◆ Task to carry out ◆
Please repeat the lines in the records below verbatim, starting at the line that contains "target: green plant in pot" and continuing through the end of the records.

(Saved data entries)
begin

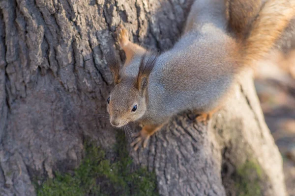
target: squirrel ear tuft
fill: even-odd
[[[149,74],[155,66],[158,56],[158,53],[148,55],[147,52],[142,57],[136,81],[136,88],[141,92],[142,95],[148,85]]]
[[[115,84],[120,82],[120,60],[118,56],[116,54],[113,48],[110,47],[105,54],[106,60],[110,67],[113,74],[113,78]]]

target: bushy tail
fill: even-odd
[[[265,57],[295,16],[295,0],[268,0],[240,43],[240,59],[251,66]]]

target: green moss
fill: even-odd
[[[237,170],[236,187],[239,196],[261,196],[260,182],[263,172],[254,161],[247,161]]]
[[[55,173],[37,188],[38,196],[156,196],[156,176],[147,168],[131,171],[123,134],[117,136],[118,158],[114,162],[106,159],[103,150],[85,145],[86,157],[72,173]]]

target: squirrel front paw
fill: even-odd
[[[210,118],[210,115],[207,113],[202,113],[196,118],[196,120],[200,122],[203,122],[205,125],[206,125],[208,123],[208,121]]]
[[[130,145],[131,147],[133,147],[134,150],[136,151],[141,145],[143,145],[144,148],[147,147],[148,142],[151,134],[142,130],[140,132],[132,133],[131,136],[136,138],[135,140]]]
[[[128,31],[122,24],[119,24],[117,29],[118,42],[121,48],[123,48],[129,42]]]

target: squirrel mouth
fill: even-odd
[[[120,122],[111,122],[111,124],[112,124],[112,126],[114,126],[115,127],[117,128],[120,128],[122,126],[123,126],[124,125],[125,125],[126,124],[128,124],[128,122],[127,121],[121,121]]]

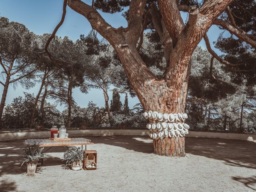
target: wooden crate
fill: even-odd
[[[89,168],[87,167],[86,165],[87,164],[88,157],[91,157],[92,154],[94,156],[94,163],[95,165],[95,168]],[[97,169],[97,151],[95,150],[86,150],[84,151],[84,160],[83,163],[83,168],[84,170],[95,170]],[[91,160],[91,159],[89,160]]]

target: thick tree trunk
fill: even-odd
[[[172,78],[176,80],[168,86],[165,80],[158,80],[150,76],[150,73],[143,72],[147,69],[144,68],[143,62],[134,50],[132,47],[116,48],[122,63],[132,63],[134,66],[137,64],[141,68],[141,71],[138,71],[131,70],[130,68],[132,67],[132,65],[124,65],[127,76],[131,84],[133,85],[133,88],[144,108],[146,110],[163,113],[184,113],[190,69],[190,58],[186,57],[181,60],[186,64],[180,68],[179,72],[173,75]],[[126,67],[129,68],[127,69]],[[139,74],[137,74],[138,73]],[[144,82],[140,83],[141,82]],[[151,122],[153,122],[151,121]],[[178,157],[186,155],[184,137],[164,138],[154,140],[153,142],[154,153],[156,154]]]
[[[244,111],[244,102],[242,104],[242,108],[241,108],[241,115],[240,116],[240,124],[239,125],[239,129],[238,132],[241,133],[242,132],[242,126],[243,124],[243,111]]]
[[[208,131],[210,128],[210,120],[211,120],[211,107],[209,107],[208,109],[208,118],[207,118],[207,122],[206,123],[206,126],[205,127],[204,130]]]
[[[68,84],[68,122],[67,126],[68,127],[70,127],[71,123],[71,108],[72,106],[72,88],[73,87],[73,77],[71,76]]]
[[[42,79],[41,86],[40,86],[40,88],[39,88],[39,90],[38,91],[38,92],[36,95],[36,99],[35,100],[35,102],[34,103],[34,104],[33,106],[33,108],[32,108],[31,117],[30,118],[30,120],[29,123],[29,128],[30,129],[32,128],[32,127],[33,127],[33,125],[34,124],[34,119],[35,114],[36,113],[36,106],[37,105],[37,102],[38,101],[39,97],[40,97],[40,95],[41,95],[42,90],[43,89],[43,87],[44,87],[44,82],[45,82],[45,79],[46,78],[47,74],[47,69],[46,69],[45,71],[44,71],[44,76],[43,77],[43,78]]]
[[[44,86],[44,92],[42,97],[42,99],[41,100],[41,105],[40,106],[40,111],[41,112],[41,123],[44,124],[45,121],[45,111],[44,111],[44,101],[45,101],[45,98],[47,95],[47,88],[48,87],[48,81],[46,82]]]
[[[113,28],[95,9],[82,1],[68,0],[68,5],[84,16],[92,28],[113,46],[145,110],[162,113],[184,112],[191,55],[212,21],[232,0],[204,2],[199,10],[190,12],[189,20],[184,27],[176,1],[158,1],[162,18],[174,47],[170,56],[166,57],[166,60],[170,60],[170,64],[167,64],[165,79],[159,80],[150,71],[136,48],[143,30],[142,21],[146,0],[131,1],[128,26],[125,29]],[[166,50],[165,54],[168,52]],[[154,140],[154,152],[162,155],[184,156],[184,137]]]
[[[9,87],[9,85],[10,84],[10,76],[7,75],[6,79],[5,81],[4,90],[3,90],[3,94],[2,95],[2,99],[1,100],[1,104],[0,105],[0,121],[2,120],[2,117],[3,115],[3,112],[4,111],[4,108],[5,100],[6,98],[8,88]]]
[[[107,90],[106,85],[106,83],[103,81],[103,92],[104,93],[104,98],[105,99],[105,103],[106,104],[106,108],[108,112],[108,120],[110,126],[112,126],[112,121],[111,120],[111,114],[110,114],[110,111],[109,109],[109,105],[108,105],[108,92]]]
[[[224,118],[224,130],[226,130],[227,128],[227,115],[225,114],[225,118]]]

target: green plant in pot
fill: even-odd
[[[45,158],[46,154],[43,152],[44,148],[40,148],[39,146],[34,145],[23,148],[24,153],[20,156],[20,158],[24,159],[21,166],[27,164],[27,176],[35,176],[37,162],[40,159]]]
[[[70,146],[64,153],[64,161],[68,165],[71,165],[72,170],[81,170],[83,166],[82,152],[80,147]]]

end

◆ Output ◆
target: green plant in pot
fill: even-odd
[[[45,158],[46,154],[43,152],[44,148],[40,148],[39,146],[34,145],[23,148],[24,153],[20,156],[20,158],[24,159],[21,166],[27,164],[27,176],[35,176],[37,162],[40,159]]]
[[[70,146],[64,153],[64,161],[68,165],[71,165],[72,170],[81,170],[83,166],[82,152],[80,147]]]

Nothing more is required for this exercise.